Exercise material Start Marker

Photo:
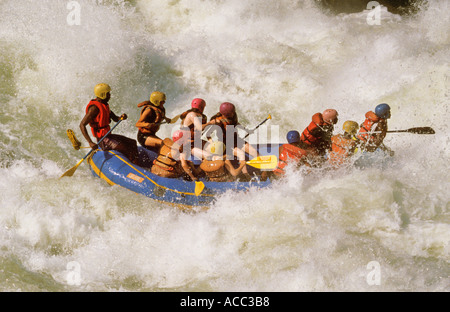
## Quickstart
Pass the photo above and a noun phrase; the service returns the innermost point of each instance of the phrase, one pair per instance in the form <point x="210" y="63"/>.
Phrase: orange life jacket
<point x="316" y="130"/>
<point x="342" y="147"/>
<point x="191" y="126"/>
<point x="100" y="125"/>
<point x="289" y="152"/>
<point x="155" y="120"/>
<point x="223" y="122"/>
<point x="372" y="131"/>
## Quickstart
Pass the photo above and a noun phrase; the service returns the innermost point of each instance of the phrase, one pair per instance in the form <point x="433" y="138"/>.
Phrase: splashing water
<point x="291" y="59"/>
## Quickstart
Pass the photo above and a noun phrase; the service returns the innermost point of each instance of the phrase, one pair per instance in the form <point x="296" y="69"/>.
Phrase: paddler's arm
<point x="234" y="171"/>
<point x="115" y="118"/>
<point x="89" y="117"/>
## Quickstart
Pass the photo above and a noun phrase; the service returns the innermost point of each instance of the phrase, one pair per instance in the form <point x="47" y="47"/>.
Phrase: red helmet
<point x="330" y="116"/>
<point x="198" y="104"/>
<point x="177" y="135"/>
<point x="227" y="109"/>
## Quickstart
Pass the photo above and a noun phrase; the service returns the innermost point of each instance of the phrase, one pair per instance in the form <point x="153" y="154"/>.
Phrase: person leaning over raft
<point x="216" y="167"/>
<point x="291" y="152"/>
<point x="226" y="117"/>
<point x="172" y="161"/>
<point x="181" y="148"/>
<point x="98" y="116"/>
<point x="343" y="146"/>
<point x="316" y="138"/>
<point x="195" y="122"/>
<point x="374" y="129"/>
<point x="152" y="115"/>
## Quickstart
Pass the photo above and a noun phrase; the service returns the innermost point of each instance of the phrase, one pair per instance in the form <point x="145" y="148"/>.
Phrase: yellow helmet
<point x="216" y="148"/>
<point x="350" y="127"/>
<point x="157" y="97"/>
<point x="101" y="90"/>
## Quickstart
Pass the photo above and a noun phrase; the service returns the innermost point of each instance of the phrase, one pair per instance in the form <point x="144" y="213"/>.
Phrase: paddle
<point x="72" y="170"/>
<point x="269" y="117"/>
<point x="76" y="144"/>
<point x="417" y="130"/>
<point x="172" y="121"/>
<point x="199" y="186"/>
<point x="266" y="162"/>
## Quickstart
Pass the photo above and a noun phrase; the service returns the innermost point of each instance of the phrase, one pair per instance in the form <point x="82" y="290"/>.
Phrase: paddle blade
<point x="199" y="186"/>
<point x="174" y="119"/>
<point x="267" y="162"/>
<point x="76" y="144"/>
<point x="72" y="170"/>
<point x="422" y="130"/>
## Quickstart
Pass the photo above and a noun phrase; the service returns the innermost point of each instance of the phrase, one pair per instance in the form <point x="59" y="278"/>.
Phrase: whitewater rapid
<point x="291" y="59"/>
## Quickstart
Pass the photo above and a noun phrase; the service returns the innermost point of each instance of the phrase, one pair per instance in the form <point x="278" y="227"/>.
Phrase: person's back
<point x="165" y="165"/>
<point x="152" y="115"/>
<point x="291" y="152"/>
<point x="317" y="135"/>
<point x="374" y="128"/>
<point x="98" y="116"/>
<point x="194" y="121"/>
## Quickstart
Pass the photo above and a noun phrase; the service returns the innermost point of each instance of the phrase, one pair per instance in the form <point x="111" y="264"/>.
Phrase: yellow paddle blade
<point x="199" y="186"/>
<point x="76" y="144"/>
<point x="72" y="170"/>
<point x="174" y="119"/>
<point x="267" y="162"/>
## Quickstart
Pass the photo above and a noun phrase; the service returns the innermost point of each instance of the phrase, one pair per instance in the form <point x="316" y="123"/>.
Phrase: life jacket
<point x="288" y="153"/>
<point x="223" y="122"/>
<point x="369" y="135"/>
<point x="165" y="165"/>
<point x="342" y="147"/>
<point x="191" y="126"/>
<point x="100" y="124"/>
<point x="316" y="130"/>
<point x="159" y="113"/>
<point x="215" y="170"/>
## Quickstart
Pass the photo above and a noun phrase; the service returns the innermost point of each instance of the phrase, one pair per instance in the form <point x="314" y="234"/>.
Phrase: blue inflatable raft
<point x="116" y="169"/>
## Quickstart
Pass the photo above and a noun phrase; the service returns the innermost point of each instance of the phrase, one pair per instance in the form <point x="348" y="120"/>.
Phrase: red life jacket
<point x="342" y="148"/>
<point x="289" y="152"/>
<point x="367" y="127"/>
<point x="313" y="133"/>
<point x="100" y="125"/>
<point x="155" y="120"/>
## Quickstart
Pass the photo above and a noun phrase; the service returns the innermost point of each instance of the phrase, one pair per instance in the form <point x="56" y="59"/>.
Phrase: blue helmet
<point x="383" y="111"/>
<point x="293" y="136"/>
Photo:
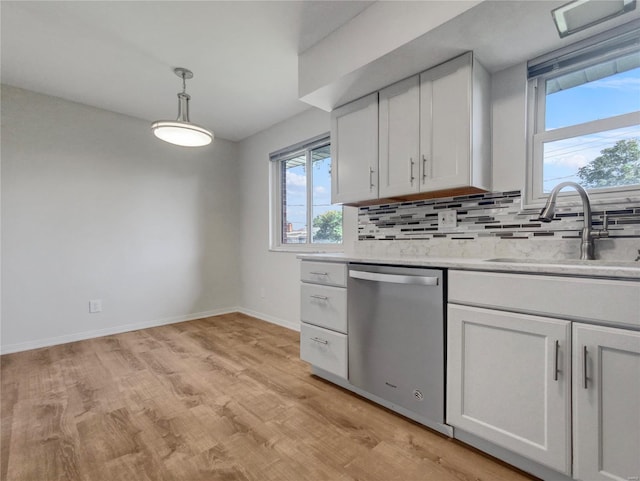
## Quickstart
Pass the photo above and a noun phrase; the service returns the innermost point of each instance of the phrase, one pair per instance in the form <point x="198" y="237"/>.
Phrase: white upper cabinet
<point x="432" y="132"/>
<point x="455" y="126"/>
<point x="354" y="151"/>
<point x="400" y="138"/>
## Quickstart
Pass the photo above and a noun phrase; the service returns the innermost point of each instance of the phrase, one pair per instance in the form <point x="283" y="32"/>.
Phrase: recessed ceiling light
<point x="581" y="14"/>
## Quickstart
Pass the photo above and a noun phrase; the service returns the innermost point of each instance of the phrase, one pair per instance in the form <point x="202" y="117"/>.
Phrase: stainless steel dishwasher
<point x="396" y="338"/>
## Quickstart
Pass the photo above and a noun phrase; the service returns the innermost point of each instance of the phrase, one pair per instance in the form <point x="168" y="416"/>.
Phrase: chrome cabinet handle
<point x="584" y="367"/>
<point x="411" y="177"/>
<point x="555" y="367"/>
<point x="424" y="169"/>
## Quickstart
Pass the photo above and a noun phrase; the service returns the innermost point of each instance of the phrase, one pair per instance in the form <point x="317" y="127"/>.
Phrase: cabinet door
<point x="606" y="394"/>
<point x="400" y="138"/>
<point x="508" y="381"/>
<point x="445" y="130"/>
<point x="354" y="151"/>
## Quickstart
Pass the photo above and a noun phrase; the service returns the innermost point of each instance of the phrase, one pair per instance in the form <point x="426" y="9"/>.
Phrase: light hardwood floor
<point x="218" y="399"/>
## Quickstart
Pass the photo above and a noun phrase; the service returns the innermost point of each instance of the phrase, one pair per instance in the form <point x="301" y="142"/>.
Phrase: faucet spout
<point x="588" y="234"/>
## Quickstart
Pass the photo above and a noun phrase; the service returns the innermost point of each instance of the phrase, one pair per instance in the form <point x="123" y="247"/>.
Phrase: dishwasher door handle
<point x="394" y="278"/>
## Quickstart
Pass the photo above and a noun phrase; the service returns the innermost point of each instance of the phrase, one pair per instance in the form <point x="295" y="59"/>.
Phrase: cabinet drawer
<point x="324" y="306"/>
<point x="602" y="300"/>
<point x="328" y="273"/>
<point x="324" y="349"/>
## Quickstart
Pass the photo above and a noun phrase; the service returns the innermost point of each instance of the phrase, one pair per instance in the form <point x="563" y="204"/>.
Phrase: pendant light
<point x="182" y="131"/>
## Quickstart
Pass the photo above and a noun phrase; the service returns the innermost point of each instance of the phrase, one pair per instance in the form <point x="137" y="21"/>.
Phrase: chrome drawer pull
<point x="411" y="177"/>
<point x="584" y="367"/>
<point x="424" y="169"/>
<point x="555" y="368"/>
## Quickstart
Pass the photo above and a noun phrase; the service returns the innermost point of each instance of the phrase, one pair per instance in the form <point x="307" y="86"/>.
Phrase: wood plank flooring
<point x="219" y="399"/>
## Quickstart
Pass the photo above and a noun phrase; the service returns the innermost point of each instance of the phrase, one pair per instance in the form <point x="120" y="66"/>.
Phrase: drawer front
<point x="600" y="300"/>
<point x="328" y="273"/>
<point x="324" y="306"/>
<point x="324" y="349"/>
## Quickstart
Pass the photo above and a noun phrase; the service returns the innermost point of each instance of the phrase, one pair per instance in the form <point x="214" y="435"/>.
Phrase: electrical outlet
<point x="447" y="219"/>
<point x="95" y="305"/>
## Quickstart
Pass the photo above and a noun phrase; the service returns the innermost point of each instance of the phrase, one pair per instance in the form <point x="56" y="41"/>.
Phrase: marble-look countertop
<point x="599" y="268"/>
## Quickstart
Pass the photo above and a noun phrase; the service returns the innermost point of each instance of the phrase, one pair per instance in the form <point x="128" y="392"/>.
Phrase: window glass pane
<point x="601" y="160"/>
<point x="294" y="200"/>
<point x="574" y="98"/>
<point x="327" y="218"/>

Exercise material End Marker
Exercise material Start Marker

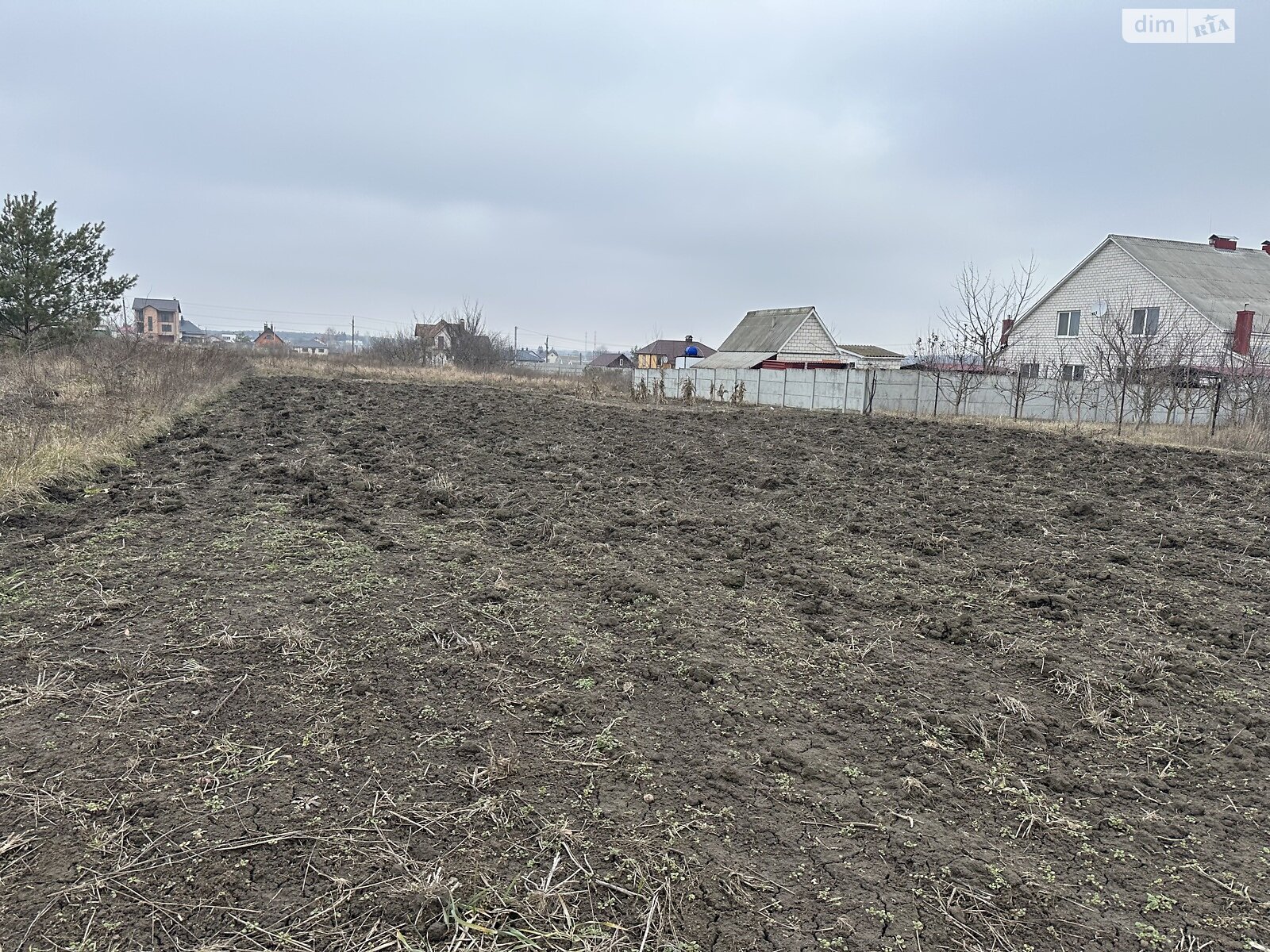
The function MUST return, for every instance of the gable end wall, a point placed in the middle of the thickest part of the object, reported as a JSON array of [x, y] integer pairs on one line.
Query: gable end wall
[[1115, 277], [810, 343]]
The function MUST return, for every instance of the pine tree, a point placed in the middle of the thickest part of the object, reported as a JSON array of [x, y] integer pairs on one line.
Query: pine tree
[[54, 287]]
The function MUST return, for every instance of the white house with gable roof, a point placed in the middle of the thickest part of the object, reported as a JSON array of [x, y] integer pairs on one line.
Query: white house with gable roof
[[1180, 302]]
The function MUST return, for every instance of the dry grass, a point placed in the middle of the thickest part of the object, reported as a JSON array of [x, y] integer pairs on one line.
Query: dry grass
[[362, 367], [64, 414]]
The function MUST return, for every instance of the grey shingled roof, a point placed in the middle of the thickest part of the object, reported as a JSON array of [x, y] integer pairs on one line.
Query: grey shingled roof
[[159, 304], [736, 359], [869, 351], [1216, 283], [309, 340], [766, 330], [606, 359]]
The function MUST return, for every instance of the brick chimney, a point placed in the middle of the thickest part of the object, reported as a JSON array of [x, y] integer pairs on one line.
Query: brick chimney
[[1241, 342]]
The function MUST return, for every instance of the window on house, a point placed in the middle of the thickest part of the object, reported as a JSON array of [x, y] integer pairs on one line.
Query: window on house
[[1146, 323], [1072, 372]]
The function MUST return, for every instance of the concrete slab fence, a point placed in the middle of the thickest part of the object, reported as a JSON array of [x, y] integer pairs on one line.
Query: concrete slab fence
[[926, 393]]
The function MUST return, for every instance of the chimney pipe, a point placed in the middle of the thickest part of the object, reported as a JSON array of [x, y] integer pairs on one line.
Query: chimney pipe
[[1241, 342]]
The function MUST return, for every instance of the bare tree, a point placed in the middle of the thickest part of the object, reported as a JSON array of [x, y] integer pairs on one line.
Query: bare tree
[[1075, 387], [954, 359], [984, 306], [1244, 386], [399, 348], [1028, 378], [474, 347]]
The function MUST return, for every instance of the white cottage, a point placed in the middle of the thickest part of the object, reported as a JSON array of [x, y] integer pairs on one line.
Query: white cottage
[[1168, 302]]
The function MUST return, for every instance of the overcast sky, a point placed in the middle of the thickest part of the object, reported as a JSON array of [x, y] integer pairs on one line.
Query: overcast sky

Exercise material End Marker

**Work to be completed**. Report how many lines of the data above hold the string "overcast". Nothing else belongs in the answer.

**Solution to the exercise**. 2